# DATA ENTRIES
══════════════════════════════
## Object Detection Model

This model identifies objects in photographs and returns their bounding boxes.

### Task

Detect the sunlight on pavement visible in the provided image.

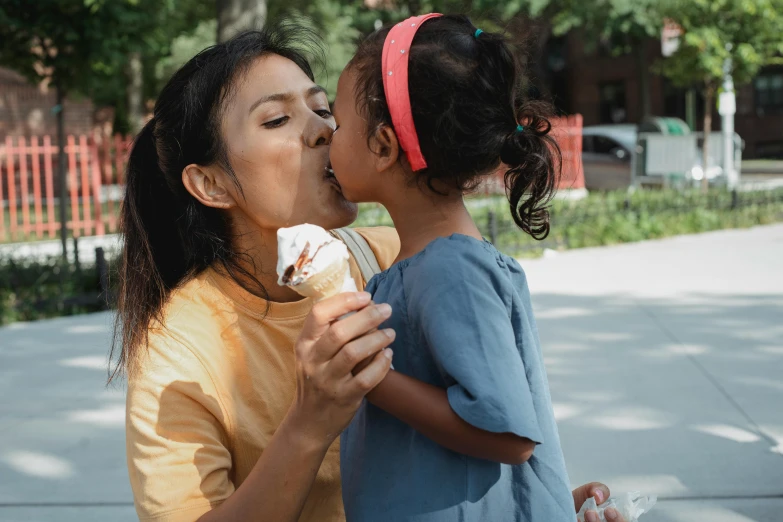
[584,407,674,431]
[692,424,761,442]
[607,474,688,496]
[552,402,585,422]
[59,355,108,371]
[67,404,125,428]
[536,307,595,319]
[658,502,756,522]
[63,324,106,334]
[2,451,74,479]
══════════════════════════════
# WHAT TO WORK ON
Can you rewrite every line of the entries above as a Markdown table with the columns "Row" and "Line", numbering the rows and skipping blank lines? Leave the pictures out of the table.

# FINISHED EXERCISE
| Row | Line |
|---|---|
| 1 | ## Object Detection Model |
| 2 | This model identifies objects in photographs and returns their bounding boxes. |
| 3 | ### Task |
| 4 | Detect the sunlight on pavement visible in the provided image. |
| 5 | [584,407,674,431] |
| 6 | [692,424,761,442] |
| 7 | [607,474,688,496] |
| 8 | [552,402,585,422] |
| 9 | [59,355,108,371] |
| 10 | [67,404,125,428] |
| 11 | [536,307,595,319] |
| 12 | [658,502,756,522] |
| 13 | [63,324,106,334] |
| 14 | [2,451,74,479] |